Could you give every record again, exactly as it reads?
++++
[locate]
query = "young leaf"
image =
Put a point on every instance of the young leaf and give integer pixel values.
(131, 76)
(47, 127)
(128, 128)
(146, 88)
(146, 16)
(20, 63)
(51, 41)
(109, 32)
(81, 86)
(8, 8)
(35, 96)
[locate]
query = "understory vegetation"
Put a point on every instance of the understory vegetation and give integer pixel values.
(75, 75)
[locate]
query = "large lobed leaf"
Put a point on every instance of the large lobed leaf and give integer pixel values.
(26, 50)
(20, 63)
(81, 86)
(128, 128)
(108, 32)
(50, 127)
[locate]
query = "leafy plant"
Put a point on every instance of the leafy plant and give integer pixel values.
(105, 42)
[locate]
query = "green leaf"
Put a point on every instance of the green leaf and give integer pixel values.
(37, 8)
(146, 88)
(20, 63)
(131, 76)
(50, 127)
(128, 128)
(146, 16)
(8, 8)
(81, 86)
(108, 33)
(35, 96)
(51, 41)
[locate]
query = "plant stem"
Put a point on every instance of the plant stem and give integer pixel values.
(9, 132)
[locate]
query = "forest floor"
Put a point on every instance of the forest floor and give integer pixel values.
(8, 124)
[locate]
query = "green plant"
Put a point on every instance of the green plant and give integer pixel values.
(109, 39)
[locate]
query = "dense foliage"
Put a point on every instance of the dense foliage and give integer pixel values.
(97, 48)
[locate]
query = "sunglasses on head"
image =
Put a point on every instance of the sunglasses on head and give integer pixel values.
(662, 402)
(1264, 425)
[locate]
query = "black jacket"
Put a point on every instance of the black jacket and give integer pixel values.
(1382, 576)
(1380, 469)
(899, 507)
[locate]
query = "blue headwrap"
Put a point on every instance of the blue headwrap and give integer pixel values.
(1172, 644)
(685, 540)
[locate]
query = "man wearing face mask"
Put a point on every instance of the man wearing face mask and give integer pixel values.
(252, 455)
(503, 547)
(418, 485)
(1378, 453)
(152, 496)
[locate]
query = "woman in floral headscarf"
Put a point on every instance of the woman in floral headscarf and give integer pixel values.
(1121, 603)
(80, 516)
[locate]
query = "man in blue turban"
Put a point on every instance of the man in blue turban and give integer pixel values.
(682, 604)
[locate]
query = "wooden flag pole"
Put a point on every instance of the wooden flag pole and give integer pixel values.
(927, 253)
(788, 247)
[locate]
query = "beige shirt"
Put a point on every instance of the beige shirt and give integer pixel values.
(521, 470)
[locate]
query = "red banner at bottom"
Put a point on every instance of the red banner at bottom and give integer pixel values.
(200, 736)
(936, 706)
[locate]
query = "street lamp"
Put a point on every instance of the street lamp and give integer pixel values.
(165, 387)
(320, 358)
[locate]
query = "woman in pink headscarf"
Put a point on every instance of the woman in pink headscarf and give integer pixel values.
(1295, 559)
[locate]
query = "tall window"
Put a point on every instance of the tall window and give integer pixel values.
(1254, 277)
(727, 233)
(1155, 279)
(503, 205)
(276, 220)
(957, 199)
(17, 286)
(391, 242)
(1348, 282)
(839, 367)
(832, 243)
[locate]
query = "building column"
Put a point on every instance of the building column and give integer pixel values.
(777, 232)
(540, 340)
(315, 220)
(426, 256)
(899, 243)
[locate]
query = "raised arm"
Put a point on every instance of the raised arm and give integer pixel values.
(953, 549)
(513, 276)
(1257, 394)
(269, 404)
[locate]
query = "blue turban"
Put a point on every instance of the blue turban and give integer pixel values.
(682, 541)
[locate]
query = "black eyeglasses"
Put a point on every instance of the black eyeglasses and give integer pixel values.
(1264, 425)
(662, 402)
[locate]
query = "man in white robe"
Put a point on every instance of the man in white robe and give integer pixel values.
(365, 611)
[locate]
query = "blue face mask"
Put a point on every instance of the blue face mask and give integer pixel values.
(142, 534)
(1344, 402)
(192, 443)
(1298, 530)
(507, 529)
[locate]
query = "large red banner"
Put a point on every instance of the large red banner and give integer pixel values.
++++
**Response**
[locate]
query = "young leaf"
image =
Put a point on every instance of the young leaf and give integer pixel values.
(131, 76)
(47, 127)
(128, 128)
(146, 88)
(146, 16)
(20, 63)
(51, 41)
(109, 32)
(81, 86)
(8, 8)
(35, 96)
[locate]
query = "understory vegetation"
Put a point on every instance of the understory vegetation and give integer pixel values.
(75, 75)
[locate]
query = "large lobed leaf"
Put a point on every instance of the large lobed leaf and give integer pixel values.
(26, 50)
(20, 63)
(81, 86)
(128, 128)
(108, 32)
(50, 127)
[locate]
query = "leafy plant"
Put a point on every instance of the leafy plant and give integer pixel values.
(105, 42)
[locate]
query = "green leaf"
Put a point on every instance of the green leaf and give integer pixel values.
(37, 8)
(146, 88)
(20, 63)
(131, 76)
(50, 127)
(128, 128)
(146, 16)
(8, 8)
(81, 86)
(108, 33)
(35, 96)
(51, 41)
[locate]
query = "plant stem"
Put a point on every instance of the plant stem and give integer pixel values.
(9, 132)
[locate]
query = "forest floor"
Put a point on every instance of the forest floor and give integer pixel values.
(8, 124)
[locate]
query = "green plant"
Put a point on every instance of the green plant and give integer pixel values.
(109, 39)
[locate]
query = "dense foliage"
Put a point on every instance of the dense foliage and give integer pixel values.
(97, 48)
[locate]
query = "sunglasses on head"
image =
Put a point on every instance of the sunglasses on head and give integer pixel values.
(662, 402)
(1264, 425)
[locate]
query = "black jacket"
Put a point on every instance of the black jacket and give integer pixel values.
(1382, 576)
(1380, 469)
(899, 507)
[locate]
query = "blue headwrap"
Put a point on every instance of the blue headwrap and give integer pixel values.
(1172, 644)
(685, 540)
[locate]
query = "man wearing face mask"
Put a point on every instance of the man wearing face mask and give integer pixel values.
(252, 455)
(503, 547)
(418, 485)
(1378, 453)
(152, 496)
[locate]
query = "woman in floral headscarf"
Put a point on every instance of the woman in floral headscarf and give integer pixel values.
(1121, 603)
(80, 516)
[locate]
query = "man in blue turban"
Put a point on every instance of the man in blue turban and give integer pixel values.
(682, 604)
[locate]
query = "wooden flag pole"
Put a point on every instance of the wooden flag pole and give integer pixel values.
(927, 253)
(788, 247)
[locate]
query = "beige shirt"
Put a point on every instance of the beige shirt and give integer pixel values.
(521, 470)
[locate]
query = "red banner at bottom"
Put a point on every instance of the red banner at bottom and give integer pixel values.
(200, 736)
(936, 706)
[locate]
query = "street lamp"
Put a point on every instance of the street lamp and give integer pixel values.
(165, 387)
(320, 358)
[locate]
query = "woman in pink headscarf"
Put a point on every instance of the woman in pink headscarf and give integer pixel values.
(1295, 559)
[locate]
query = "tall window"
Put a point on every instance of the tall window and give integer pixel values.
(1254, 277)
(727, 233)
(1155, 279)
(503, 205)
(276, 220)
(957, 199)
(17, 286)
(391, 242)
(1348, 282)
(839, 367)
(832, 243)
[locate]
query = "building column"
Put a point on every instance of the building column and give integer pixel values.
(777, 232)
(540, 340)
(315, 220)
(426, 256)
(899, 243)
[locate]
query = "raised arm"
Put a point on every instance of the raised arm and give integer pixel values.
(953, 549)
(513, 276)
(1257, 394)
(269, 404)
[locate]
query = "blue turban"
Put a point on every instance of the blue turban and give integer pixel values.
(682, 541)
[locate]
query = "black eyeglasses"
Put a point on every instance of the black eyeglasses and give integer pixel values.
(1264, 425)
(662, 402)
[locate]
query = "man in white robe"
Put a point on every instance of the man in white robe and give integer pixel values.
(365, 611)
[locate]
query = "blue face mask"
Put a point on every instance of the blue face mask and give integer pixel values.
(142, 534)
(1344, 402)
(192, 443)
(1298, 530)
(507, 529)
[locate]
query = "large red banner"
Put a point on every instance of the large red banner and give integer pixel values.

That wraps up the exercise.